──────── EXTRACTED RECORDS ────────
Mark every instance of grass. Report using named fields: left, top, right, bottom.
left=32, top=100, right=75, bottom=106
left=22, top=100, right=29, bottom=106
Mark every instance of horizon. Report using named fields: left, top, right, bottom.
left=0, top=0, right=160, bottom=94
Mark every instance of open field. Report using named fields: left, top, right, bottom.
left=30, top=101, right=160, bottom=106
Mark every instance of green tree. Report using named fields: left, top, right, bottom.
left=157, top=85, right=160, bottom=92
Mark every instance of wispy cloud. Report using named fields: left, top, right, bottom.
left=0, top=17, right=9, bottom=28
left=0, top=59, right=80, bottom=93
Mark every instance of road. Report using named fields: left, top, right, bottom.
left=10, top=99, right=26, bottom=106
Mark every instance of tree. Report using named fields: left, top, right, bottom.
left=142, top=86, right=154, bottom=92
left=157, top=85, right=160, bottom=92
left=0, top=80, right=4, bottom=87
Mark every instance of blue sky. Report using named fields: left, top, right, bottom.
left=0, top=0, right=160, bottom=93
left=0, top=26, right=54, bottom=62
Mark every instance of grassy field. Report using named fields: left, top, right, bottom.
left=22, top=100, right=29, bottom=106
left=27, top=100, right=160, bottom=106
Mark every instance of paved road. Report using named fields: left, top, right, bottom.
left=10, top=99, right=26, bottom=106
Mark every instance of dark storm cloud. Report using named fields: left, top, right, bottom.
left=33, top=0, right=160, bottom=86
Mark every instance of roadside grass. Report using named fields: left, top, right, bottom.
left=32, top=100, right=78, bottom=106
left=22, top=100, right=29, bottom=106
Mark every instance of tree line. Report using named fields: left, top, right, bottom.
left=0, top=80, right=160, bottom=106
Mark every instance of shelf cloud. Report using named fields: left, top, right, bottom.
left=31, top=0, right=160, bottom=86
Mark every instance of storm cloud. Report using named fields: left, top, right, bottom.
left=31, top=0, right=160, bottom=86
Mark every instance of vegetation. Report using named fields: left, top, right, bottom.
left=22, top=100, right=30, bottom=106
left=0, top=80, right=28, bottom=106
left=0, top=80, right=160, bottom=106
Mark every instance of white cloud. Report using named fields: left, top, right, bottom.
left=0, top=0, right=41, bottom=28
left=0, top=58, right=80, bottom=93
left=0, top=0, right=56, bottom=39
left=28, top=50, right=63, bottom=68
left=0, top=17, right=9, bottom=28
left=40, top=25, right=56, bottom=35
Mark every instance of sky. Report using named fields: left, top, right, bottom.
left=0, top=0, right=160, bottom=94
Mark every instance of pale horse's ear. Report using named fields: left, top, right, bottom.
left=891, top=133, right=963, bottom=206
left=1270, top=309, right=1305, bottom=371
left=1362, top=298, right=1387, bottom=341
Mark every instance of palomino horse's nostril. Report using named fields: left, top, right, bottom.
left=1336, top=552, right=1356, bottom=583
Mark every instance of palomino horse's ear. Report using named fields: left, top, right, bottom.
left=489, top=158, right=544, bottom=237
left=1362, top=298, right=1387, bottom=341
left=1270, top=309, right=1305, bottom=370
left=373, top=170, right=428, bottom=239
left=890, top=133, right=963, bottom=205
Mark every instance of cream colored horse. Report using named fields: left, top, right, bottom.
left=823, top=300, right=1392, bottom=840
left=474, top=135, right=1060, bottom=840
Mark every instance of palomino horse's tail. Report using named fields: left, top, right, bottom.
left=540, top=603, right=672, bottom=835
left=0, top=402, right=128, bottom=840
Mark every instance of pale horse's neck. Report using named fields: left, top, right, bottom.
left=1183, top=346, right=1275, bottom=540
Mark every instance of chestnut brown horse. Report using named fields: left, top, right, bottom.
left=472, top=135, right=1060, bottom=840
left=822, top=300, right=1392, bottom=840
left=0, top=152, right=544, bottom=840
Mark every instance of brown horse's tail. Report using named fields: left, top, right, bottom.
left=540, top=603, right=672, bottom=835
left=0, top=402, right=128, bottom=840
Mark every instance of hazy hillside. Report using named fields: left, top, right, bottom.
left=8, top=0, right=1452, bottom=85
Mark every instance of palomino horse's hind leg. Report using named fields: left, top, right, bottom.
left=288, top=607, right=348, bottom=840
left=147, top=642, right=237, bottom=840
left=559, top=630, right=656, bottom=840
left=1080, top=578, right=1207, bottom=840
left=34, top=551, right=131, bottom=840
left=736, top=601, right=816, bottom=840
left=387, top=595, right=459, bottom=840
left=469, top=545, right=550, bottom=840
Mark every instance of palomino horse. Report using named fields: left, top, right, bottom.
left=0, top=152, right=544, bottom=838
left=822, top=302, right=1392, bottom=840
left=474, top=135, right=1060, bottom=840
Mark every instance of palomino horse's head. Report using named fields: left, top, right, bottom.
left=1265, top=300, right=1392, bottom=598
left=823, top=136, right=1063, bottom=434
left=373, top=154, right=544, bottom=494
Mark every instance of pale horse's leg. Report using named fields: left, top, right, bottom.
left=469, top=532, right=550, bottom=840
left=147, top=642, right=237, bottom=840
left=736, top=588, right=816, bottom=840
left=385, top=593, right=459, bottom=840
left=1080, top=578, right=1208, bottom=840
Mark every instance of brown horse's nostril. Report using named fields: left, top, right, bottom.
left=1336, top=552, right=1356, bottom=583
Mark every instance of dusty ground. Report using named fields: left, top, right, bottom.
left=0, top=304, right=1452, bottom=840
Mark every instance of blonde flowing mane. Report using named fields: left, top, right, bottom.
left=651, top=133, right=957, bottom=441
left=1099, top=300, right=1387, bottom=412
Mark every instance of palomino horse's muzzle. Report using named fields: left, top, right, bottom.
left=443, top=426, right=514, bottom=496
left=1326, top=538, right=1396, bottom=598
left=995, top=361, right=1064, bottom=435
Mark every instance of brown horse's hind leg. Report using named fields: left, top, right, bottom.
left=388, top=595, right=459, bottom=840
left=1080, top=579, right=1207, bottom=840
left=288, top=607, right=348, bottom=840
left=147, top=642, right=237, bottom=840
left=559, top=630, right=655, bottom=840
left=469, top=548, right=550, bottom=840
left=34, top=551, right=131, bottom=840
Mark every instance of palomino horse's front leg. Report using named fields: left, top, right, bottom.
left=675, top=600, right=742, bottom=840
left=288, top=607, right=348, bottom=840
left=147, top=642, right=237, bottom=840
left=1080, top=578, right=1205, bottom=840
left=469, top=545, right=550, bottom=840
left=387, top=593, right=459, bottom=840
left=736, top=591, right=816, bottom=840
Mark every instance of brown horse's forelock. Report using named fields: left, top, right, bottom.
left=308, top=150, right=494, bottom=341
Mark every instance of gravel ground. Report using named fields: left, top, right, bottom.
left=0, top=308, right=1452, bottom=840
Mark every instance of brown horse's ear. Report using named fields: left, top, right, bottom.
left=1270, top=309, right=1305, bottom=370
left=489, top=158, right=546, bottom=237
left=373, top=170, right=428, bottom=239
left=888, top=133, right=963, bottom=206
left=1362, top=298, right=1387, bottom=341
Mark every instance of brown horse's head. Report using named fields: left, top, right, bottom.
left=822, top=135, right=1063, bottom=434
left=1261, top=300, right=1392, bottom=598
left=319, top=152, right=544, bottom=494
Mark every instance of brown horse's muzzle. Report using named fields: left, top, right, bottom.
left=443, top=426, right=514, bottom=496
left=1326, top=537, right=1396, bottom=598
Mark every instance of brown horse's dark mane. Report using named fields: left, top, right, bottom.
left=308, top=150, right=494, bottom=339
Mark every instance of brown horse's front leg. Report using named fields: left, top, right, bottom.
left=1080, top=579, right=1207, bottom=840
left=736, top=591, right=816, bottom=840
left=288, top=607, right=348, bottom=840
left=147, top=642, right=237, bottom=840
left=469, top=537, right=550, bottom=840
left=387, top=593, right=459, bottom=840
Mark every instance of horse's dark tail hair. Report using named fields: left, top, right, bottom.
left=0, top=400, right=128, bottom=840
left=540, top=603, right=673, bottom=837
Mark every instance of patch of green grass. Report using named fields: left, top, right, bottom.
────────
*SET TASK*
Starting with the line that contains "Mark every instance of brown horse's front" and going on through the last line, write out all of those lines again, not only the ones holding coordinates, and shift every bounding-box coordinate up by adding 3 to it.

*IN RESPONSE*
Mark every instance of brown horse's front leg. Report using named fields: left, top, right, bottom.
left=1083, top=582, right=1210, bottom=843
left=739, top=594, right=819, bottom=843
left=291, top=610, right=351, bottom=843
left=150, top=645, right=240, bottom=843
left=472, top=540, right=553, bottom=843
left=390, top=596, right=462, bottom=843
Mark every instance of horse's dark tail hair. Report using named fields: left, top, right, bottom.
left=3, top=403, right=131, bottom=843
left=543, top=606, right=676, bottom=840
Mark every instance of patch of green grass. Report using named fields: left, top, right, bottom.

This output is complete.